_PASSAGE PROVIDED_.
-- BEGIN --
Re: Very strange performance decrease when reusing a PreparedStatement

From: Mikko Tiihonen <mikko(dot)tiihonen(at)nitorcreations(dot)com>
To: Péter Kovács <maxottovonstirlitz(at)gmail(dot)com>
Cc: Oliver Jowett <oliver(at)opencloud(dot)com>, Dave Cramer <pg(at)fastcrypt(dot)com>, Frédérik Bilhaut <frederik(dot)bilhaut(at)noopsis(dot)fr>, pgsql-jdbc(at)postgresql(dot)org
Subject: Re: Very strange performance decrease when reusing a PreparedStatement
Date: 2009-05-04 09:42:25
Message-ID: 49FEB881.8080401@nitorcreations.com
Views: Raw Message | Whole Thread | Download mbox | Resend email
Thread:
Lists: pgsql-jdbc

Péter Kovács wrote:
> On Mon, May 4, 2009 at 1:43 AM, Oliver Jowett <oliver(at)opencloud(dot)com> wrote:
>> Péter Kovács wrote:
>> Are you familiar with how the wire protocol works?
>>
>> If you have a query:
>>
>> SELECT * FROM foo WHERE someindexedvalue=?
>>
>> When the unnamed statement is used, a new query plan is constructed when
>> parameters are bound to the statement before execution, and the
>> *particular* parameter value provided is given to the query planner.
>>
>> The query planner then make decisions based on that actual value. For
>> example, if the table statistics say that the particular value used is
>> very selective for that column, it may decide to use an index scan over
>> a table scan.
>>
>> When a named statement is used, the server behavior changes. The query
>> is planned once, when the statement is created but before parameter
>> values are bound. The planner does not have particular parameter values
>> available, and it creates a general plan suitable for any parameter
>> value. This can result in different index selectivity information,
>> because the values that will be actually be used are not known ahead of
>> time .. which in turn can result in different plans. The resulting plan
>> may be "good" for any random value but "bad" for a particular value.
>> Often apprications are not passing in any random value - there are
>> external constraints on the value that are not visible in the structure
>> of the query. For example, maybe you only retrieve log data from that
>> 5GB table with a timestamp range that selects a few minutes of data -
>> but without specific parameter values, the planner doesn't know that.
>>
>> "server side prepared statement" is the JDBC driver jargon for "uses a
>> persistent, named, statement at the protocol level". The mechanism for
>> passing parameters remains the same in both cases - the difference is
>> that in one case a one-shot unnamed statement is used, in the other case
>> a persistent server-side named statement is used.
>>
>> The distinction is there precisely because there *ARE* known performance
>> issues on the server side with some queries when using a named statements.
>>
>> There is not much more the driver can do than give you tuning knobs for
>> the problematic cases. Anything else is going to have to happen on the
>> server side to make the planner smarter in these cases (and I'm not even
>> sure if it CAN be smarter with the information it has)
>
> Thank you, Oliver! This clarifies a lot!
-- END --
_YOUR GOAL_. Output everything in the mailing-list message from "From: Mikko Tiihonen" down to "wire protocol works?", copied word for word.

_EXTRACTED INFORMATION_.
-- BEGIN --
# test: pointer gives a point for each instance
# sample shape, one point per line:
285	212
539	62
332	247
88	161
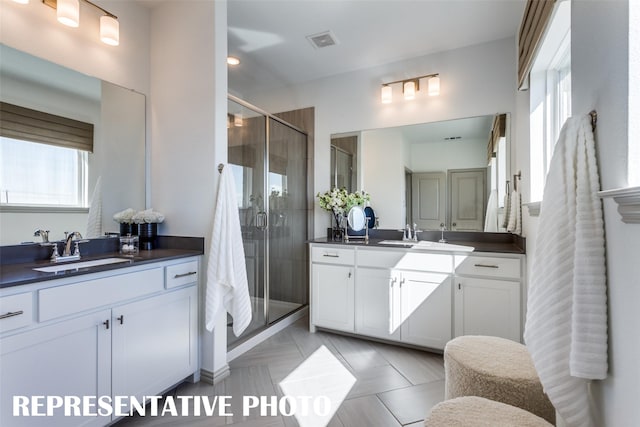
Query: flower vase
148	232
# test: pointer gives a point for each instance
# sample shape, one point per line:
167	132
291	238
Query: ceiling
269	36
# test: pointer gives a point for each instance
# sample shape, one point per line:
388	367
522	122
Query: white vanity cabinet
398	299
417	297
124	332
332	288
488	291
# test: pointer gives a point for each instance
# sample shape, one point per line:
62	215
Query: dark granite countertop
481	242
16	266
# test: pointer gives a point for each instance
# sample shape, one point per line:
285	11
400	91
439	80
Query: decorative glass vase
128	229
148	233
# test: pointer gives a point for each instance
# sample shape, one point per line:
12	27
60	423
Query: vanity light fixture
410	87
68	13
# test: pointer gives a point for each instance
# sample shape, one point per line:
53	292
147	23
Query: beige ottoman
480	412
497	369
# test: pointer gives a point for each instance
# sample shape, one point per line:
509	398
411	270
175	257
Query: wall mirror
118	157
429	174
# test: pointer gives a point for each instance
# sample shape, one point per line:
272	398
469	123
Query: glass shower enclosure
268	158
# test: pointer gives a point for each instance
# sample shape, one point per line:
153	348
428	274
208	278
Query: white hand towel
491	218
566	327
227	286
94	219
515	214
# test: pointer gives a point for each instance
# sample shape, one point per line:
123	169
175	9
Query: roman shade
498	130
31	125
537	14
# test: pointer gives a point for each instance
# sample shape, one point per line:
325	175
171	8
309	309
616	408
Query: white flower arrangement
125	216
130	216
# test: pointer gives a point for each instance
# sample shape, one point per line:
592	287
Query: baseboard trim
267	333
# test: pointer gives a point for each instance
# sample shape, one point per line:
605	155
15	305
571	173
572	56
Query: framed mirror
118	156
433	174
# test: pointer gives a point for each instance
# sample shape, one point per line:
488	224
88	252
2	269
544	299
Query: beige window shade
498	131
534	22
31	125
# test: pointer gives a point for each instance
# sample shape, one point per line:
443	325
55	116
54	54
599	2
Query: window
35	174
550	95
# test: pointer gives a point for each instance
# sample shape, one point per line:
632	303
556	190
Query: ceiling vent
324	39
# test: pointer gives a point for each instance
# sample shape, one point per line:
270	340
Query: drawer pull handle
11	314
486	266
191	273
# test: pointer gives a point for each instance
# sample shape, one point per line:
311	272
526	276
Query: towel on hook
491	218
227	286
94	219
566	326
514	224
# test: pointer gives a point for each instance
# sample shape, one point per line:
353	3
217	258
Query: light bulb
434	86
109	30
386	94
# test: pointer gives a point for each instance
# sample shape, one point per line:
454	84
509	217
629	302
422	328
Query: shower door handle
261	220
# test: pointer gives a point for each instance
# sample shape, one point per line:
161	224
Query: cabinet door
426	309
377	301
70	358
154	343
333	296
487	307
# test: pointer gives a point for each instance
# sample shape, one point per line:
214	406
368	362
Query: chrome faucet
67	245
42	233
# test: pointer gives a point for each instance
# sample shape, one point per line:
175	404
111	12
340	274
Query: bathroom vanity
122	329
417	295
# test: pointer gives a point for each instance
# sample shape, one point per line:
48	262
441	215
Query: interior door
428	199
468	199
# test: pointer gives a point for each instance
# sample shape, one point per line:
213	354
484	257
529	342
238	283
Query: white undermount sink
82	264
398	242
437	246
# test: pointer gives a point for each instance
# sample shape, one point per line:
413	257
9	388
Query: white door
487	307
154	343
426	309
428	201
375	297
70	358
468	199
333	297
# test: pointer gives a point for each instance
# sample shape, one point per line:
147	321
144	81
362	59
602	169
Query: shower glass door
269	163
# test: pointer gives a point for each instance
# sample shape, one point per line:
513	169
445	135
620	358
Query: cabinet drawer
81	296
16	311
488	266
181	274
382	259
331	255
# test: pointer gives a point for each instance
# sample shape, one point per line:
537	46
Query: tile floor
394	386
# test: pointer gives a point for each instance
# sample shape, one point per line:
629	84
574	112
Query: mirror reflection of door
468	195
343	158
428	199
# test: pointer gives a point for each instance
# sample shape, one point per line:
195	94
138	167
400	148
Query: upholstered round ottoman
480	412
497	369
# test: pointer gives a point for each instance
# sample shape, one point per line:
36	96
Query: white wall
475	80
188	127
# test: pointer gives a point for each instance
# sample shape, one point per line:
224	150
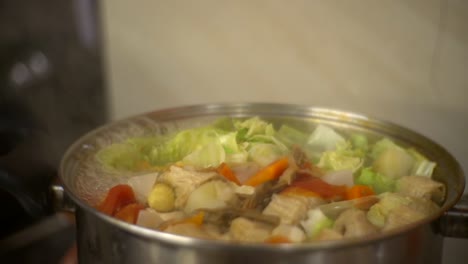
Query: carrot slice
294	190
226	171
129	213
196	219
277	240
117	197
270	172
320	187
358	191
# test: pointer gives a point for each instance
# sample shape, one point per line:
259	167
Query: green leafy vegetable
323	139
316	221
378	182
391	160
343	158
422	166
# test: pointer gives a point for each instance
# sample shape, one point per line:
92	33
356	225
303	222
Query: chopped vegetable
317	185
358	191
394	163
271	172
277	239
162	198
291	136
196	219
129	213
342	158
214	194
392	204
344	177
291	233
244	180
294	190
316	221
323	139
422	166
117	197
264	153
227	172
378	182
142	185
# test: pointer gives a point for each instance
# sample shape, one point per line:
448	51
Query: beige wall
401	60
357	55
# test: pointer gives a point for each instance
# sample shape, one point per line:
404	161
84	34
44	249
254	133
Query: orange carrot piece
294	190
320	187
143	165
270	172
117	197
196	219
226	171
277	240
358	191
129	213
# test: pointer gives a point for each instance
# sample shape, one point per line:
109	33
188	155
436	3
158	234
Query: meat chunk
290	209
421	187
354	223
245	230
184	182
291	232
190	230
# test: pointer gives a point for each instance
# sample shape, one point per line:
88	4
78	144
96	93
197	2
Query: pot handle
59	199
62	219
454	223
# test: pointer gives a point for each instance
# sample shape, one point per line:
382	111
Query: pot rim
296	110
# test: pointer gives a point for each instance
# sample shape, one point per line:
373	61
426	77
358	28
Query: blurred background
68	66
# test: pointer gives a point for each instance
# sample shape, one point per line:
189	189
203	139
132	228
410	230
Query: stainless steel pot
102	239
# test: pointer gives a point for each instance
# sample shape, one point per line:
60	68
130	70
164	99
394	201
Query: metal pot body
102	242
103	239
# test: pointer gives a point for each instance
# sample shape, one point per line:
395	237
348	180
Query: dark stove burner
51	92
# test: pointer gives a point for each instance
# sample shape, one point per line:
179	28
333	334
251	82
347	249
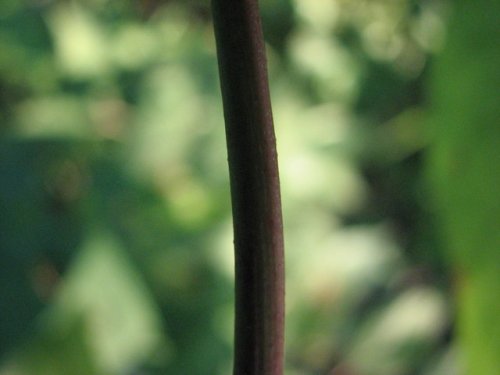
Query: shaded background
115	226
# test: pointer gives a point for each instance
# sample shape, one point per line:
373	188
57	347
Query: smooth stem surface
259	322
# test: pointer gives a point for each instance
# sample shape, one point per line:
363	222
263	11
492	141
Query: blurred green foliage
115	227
-- END --
_COMPLETE OUTPUT_.
From: Mikko Tiihonen <mikko(dot)tiihonen(at)nitorcreations(dot)com>
To: Péter Kovács <maxottovonstirlitz(at)gmail(dot)com>
Cc: Oliver Jowett <oliver(at)opencloud(dot)com>, Dave Cramer <pg(at)fastcrypt(dot)com>, Frédérik Bilhaut <frederik(dot)bilhaut(at)noopsis(dot)fr>, pgsql-jdbc(at)postgresql(dot)org
Subject: Re: Very strange performance decrease when reusing a PreparedStatement
Date: 2009-05-04 09:42:25
Message-ID: 49FEB881.8080401@nitorcreations.com
Views: Raw Message | Whole Thread | Download mbox | Resend email
Thread:
Lists: pgsql-jdbc

Péter Kovács wrote:
> On Mon, May 4, 2009 at 1:43 AM, Oliver Jowett <oliver(at)opencloud(dot)com> wrote:
>> Péter Kovács wrote:
>> Are you familiar with how the wire protocol works?